[Excerpt from a dataset]
----

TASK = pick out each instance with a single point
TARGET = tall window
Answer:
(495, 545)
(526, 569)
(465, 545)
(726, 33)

----

* Goal *
Rewrite the data above, switching every "tall window" to "narrow window" and leaving everything else unchanged.

* Full response *
TASK = pick out each instance with a single point
TARGET = narrow window
Answer:
(495, 545)
(526, 569)
(465, 545)
(726, 33)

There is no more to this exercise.